**What the exercise asks:** Count the lines in the data below that contain the string "hardwood", and reply with that number alone.
═══ Task data
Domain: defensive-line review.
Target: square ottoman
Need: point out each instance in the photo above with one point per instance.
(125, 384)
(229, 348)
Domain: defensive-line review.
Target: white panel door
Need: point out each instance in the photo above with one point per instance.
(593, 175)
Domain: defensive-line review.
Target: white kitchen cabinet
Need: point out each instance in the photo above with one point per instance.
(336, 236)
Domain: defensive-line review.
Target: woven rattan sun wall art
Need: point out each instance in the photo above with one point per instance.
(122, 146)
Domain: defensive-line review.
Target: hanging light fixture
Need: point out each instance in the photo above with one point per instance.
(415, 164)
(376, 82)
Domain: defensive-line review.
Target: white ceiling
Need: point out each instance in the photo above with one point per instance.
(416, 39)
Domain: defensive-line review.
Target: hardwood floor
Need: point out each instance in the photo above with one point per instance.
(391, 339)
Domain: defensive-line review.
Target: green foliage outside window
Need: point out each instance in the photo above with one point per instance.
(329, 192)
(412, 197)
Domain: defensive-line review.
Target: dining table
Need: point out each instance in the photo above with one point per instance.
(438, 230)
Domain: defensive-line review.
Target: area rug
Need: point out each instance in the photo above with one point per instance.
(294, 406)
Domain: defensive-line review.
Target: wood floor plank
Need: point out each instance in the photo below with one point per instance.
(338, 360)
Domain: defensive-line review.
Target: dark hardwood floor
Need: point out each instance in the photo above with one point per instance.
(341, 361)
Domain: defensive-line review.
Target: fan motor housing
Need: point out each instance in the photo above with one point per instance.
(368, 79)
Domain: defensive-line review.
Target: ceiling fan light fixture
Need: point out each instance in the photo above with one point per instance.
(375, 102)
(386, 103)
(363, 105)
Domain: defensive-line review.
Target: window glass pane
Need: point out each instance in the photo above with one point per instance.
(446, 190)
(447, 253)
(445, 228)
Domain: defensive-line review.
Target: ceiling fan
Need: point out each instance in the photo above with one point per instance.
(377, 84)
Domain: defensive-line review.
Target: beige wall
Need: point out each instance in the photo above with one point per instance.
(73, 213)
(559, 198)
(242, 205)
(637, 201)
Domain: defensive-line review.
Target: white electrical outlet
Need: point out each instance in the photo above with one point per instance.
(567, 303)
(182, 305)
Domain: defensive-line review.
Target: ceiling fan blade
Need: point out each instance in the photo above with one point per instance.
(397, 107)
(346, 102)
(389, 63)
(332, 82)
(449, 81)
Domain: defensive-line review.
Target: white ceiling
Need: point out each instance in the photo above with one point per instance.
══════
**Written answer:** 2